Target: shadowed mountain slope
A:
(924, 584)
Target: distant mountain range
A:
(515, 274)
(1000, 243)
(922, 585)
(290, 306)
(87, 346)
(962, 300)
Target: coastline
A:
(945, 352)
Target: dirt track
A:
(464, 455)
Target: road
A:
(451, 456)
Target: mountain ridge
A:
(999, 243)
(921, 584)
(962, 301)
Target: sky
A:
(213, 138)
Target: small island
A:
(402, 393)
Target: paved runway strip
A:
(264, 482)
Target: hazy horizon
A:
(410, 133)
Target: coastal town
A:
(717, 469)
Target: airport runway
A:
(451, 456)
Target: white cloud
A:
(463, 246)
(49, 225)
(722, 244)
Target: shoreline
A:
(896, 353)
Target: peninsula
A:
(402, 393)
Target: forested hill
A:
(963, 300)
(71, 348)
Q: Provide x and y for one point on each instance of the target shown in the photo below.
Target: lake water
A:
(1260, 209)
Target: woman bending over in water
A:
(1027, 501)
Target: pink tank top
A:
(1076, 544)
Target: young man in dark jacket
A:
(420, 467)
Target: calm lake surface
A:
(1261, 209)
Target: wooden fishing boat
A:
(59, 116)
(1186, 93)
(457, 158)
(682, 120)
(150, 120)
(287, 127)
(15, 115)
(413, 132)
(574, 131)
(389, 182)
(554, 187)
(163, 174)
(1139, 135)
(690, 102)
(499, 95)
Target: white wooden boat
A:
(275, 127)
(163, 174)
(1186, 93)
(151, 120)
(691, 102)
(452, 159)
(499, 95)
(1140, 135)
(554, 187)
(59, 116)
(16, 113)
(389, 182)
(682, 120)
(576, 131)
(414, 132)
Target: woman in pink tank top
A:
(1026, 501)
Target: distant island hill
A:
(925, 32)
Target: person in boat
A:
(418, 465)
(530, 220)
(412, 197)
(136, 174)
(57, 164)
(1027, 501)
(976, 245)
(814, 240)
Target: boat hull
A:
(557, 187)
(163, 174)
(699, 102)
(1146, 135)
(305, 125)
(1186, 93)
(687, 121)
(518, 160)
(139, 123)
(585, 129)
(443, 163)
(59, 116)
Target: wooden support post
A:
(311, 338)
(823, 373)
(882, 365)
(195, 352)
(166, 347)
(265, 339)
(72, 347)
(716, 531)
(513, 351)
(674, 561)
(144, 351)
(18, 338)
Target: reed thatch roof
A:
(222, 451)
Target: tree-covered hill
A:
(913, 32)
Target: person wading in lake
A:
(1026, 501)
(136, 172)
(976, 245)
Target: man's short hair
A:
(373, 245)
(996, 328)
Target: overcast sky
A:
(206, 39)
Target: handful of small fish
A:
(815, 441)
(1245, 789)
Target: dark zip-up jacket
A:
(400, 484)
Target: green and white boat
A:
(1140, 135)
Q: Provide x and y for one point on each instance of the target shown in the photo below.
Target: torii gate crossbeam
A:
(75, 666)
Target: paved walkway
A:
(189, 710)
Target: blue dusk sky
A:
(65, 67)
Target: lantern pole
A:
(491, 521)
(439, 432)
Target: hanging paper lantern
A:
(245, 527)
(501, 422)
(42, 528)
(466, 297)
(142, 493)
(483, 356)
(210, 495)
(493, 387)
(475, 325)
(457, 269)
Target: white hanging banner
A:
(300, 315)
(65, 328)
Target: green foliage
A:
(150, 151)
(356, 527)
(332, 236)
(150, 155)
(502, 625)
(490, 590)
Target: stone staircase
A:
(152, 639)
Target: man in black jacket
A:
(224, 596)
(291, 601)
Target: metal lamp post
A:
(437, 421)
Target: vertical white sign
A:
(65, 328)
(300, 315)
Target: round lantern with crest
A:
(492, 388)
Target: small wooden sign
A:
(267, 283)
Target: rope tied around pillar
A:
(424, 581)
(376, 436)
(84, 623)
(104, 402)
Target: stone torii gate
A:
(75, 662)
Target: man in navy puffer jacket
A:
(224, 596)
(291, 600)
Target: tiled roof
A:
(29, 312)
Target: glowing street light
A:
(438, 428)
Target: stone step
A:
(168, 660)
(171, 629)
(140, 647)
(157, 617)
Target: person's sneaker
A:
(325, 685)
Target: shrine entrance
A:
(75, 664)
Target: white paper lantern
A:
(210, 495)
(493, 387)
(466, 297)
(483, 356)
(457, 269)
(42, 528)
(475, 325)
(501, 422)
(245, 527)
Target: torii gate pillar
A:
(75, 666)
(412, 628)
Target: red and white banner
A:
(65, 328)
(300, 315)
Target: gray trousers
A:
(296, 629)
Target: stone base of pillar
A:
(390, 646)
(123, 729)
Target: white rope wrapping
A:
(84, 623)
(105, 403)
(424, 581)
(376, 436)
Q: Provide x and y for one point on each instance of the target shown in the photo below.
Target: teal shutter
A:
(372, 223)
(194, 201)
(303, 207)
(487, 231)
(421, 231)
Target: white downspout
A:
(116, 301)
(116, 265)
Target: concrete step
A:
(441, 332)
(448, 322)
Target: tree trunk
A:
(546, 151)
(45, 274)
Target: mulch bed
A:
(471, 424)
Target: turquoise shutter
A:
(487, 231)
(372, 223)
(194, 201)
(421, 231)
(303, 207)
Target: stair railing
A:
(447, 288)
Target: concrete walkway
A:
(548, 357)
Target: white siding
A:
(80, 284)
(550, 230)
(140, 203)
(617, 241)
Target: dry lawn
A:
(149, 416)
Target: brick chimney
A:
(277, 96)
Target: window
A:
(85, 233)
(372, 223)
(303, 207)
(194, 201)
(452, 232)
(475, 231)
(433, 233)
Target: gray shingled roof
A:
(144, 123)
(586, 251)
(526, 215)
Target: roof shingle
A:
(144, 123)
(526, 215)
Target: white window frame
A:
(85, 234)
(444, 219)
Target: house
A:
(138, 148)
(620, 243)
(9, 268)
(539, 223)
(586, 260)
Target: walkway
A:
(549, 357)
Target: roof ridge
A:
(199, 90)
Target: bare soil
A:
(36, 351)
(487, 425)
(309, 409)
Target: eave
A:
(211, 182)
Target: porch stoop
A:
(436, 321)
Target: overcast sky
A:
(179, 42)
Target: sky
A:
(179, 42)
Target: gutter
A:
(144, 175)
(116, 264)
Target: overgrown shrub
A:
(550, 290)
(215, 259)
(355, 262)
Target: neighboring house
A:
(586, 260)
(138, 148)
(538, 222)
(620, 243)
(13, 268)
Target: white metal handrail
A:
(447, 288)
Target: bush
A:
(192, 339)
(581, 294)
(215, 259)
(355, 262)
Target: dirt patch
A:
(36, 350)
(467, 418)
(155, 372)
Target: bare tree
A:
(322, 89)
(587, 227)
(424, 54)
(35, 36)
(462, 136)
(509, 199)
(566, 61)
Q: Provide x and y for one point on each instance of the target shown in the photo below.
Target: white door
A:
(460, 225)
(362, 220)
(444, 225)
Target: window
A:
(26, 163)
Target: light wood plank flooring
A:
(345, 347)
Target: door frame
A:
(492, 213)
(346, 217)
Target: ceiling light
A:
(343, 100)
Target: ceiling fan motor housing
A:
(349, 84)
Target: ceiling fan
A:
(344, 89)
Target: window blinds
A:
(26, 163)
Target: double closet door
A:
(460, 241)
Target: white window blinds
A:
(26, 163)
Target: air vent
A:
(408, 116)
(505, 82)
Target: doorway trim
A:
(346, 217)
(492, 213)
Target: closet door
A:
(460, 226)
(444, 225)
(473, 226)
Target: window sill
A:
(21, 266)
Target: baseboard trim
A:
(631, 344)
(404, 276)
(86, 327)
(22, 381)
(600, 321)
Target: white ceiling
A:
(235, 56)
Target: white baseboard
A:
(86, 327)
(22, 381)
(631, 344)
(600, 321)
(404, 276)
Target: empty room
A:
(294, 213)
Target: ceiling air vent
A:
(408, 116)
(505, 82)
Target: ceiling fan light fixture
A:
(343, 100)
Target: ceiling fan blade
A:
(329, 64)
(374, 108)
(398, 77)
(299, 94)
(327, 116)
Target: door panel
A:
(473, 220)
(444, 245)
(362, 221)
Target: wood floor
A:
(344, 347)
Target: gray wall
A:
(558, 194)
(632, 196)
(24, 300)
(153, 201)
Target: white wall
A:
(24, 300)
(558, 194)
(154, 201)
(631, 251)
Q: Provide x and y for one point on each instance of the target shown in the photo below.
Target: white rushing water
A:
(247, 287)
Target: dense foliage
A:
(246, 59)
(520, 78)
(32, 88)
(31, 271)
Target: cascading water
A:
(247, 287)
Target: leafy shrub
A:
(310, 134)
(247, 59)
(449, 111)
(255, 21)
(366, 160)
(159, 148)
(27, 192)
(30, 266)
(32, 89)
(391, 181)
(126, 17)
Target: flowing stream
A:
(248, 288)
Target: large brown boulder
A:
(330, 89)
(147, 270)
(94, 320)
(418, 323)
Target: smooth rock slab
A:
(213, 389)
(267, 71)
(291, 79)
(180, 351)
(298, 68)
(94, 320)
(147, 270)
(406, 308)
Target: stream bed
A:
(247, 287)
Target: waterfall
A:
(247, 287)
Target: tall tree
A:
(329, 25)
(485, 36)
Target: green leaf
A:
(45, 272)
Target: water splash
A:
========================
Beginning at the first line above, repeat exactly until the line containing "Target: white cloud", which is included.

Target: shadowed mountain slope
A:
(924, 584)
Target: distant mountain range
A:
(515, 274)
(1000, 243)
(922, 585)
(290, 306)
(87, 346)
(962, 300)
Target: coastline
A:
(945, 352)
Target: dirt track
A:
(464, 455)
Target: road
A:
(451, 456)
Target: mountain ridge
A:
(999, 243)
(921, 584)
(962, 301)
Target: sky
A:
(213, 138)
Target: small island
A:
(402, 393)
Target: paved runway strip
A:
(264, 482)
Target: hazy horizon
A:
(410, 133)
Target: coastal town
A:
(717, 469)
Target: airport runway
A:
(451, 456)
Target: white cloud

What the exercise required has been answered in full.